Exercise directions →
Pick out and copy each line in the material below that contains the word "wooden". Case counts.

Excerpted records →
--------------------------------------------------
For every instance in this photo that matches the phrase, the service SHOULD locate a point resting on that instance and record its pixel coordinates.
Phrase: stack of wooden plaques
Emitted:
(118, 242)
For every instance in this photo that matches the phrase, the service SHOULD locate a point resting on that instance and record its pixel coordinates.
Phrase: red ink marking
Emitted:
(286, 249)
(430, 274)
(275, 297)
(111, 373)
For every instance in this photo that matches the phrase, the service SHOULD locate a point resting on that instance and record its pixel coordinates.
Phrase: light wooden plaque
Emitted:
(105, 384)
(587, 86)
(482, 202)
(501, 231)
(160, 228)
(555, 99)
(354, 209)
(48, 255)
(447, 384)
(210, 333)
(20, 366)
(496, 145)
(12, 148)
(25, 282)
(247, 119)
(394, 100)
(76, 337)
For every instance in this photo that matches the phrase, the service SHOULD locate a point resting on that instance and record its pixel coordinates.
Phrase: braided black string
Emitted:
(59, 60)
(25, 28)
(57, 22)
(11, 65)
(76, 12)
--------------------------------------------------
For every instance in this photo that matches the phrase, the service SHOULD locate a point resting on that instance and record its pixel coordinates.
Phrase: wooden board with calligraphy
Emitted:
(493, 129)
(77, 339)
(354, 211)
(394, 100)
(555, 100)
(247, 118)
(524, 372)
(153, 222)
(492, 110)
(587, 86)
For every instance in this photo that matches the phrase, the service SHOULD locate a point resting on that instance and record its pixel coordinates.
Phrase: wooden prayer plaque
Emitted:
--------------------------------------------------
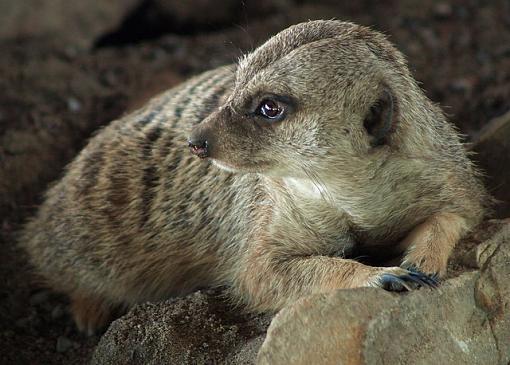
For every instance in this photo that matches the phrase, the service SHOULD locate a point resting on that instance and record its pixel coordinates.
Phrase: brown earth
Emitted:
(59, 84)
--------------------------------------------------
Finished exercise →
Phrase: stack of wooden plaques
Phrase: light wooden plaque
Phrase: wooden board with calligraphy
Phrase: wooden prayer plaque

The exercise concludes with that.